* _Exercise task_
Reproduce the rows below line for line, without changing a single character or the order.

┄┄┄┄┄┄┄┄┄┄┄┄┄┄┄┄┄┄┄┄

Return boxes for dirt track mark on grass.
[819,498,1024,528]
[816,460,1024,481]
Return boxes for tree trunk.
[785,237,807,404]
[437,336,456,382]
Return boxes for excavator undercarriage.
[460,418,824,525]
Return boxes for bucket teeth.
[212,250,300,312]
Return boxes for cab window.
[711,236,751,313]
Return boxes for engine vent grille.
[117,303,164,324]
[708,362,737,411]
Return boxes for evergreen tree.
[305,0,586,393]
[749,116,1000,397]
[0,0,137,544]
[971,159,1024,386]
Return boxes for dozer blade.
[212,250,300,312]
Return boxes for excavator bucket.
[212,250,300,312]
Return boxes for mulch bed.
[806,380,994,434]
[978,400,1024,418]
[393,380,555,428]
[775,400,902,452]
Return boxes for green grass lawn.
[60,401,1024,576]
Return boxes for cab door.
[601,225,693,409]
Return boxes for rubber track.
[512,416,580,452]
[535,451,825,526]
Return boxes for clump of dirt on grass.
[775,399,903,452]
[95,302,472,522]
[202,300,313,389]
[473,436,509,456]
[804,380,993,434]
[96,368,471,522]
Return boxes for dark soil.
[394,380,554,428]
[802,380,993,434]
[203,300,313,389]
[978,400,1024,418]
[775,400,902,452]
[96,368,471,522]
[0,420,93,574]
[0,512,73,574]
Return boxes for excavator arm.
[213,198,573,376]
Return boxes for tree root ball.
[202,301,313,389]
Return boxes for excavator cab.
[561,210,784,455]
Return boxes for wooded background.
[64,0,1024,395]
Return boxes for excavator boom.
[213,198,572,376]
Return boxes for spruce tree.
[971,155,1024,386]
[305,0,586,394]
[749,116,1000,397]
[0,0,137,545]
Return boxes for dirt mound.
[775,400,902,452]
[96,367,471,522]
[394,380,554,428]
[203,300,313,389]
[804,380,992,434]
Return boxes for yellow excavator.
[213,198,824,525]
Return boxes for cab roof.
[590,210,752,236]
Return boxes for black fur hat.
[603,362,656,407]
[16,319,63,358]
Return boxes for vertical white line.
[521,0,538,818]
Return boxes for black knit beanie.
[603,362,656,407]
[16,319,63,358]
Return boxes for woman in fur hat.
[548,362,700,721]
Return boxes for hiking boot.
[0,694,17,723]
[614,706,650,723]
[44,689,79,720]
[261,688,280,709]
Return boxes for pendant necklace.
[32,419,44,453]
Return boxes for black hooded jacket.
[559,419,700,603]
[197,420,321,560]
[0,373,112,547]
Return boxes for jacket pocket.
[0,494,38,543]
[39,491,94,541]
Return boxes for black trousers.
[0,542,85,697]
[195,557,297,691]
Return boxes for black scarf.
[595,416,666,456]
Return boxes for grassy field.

┄┄┄┄┄┄┄┄┄┄┄┄┄┄┄┄┄┄┄┄

* _Full response_
Return boxes for dirt track mark on grass.
[819,498,1024,528]
[816,460,1024,481]
Return boxes for tree trunk.
[785,237,807,404]
[437,336,456,382]
Return boxes for excavator undercarriage.
[460,418,824,525]
Return boxes for bucket teeth.
[212,250,300,312]
Return boxes for cab window.
[711,236,751,313]
Return boxes for engine vent grille.
[117,303,164,324]
[708,362,737,411]
Return boxes for evergreen tree.
[305,0,586,393]
[749,116,1000,397]
[0,0,137,544]
[971,159,1024,386]
Return boxes for dozer blade.
[212,250,300,312]
Return boxes for excavator bucket.
[212,250,300,312]
Return boxes for mulch bed.
[806,380,994,434]
[978,400,1024,418]
[393,380,555,428]
[775,400,902,452]
Return boxes for green grass lawn.
[60,401,1024,576]
Return boxes for cab door.
[601,225,693,409]
Return boxes for rubber track.
[512,416,580,452]
[535,451,825,526]
Return boxes for clump of dirt on grass.
[775,399,903,452]
[95,302,472,522]
[202,300,313,389]
[473,436,509,456]
[804,380,993,434]
[96,368,471,522]
Return boxes for dark soil.
[394,380,554,428]
[802,380,993,434]
[203,300,313,389]
[978,400,1024,418]
[775,400,902,452]
[96,368,471,522]
[0,420,93,574]
[0,512,73,574]
Return boxes for excavator arm.
[213,198,573,376]
Return boxes for tree root ball.
[202,301,313,389]
Return boxes for excavator cab.
[561,210,784,455]
Return boxes for wooded background.
[64,0,1024,395]
Return boxes for excavator boom.
[213,198,572,376]
Return boxes for spruce tree.
[971,155,1024,386]
[305,0,586,394]
[749,116,1000,397]
[0,0,137,545]
Return boxes for dirt mound.
[775,400,902,452]
[96,367,471,522]
[394,380,554,428]
[203,300,313,389]
[804,380,992,434]
Return boxes for yellow excavator.
[213,198,824,525]
Return boxes for cab roof.
[590,210,752,236]
Return boxes for black fur hat.
[603,362,656,407]
[16,319,63,358]
Return boxes for vertical white line.
[521,0,538,818]
Return boxes for black knit beanie.
[603,362,656,407]
[16,319,63,358]
Return boxes for woman in fur hat.
[548,362,700,721]
Return boxes for hiking boot.
[0,694,17,723]
[614,706,650,723]
[44,689,79,720]
[261,688,280,709]
Return boxes for pendant necklace.
[32,419,44,453]
Return boxes for black hooded jacket.
[559,419,700,603]
[197,420,321,560]
[0,373,112,547]
Return boxes for jacket pocket.
[0,494,38,543]
[39,491,94,541]
Return boxes for black trousers.
[0,542,85,697]
[195,557,297,691]
Return boxes for black scarf.
[595,416,666,456]
Return boxes for grassy field.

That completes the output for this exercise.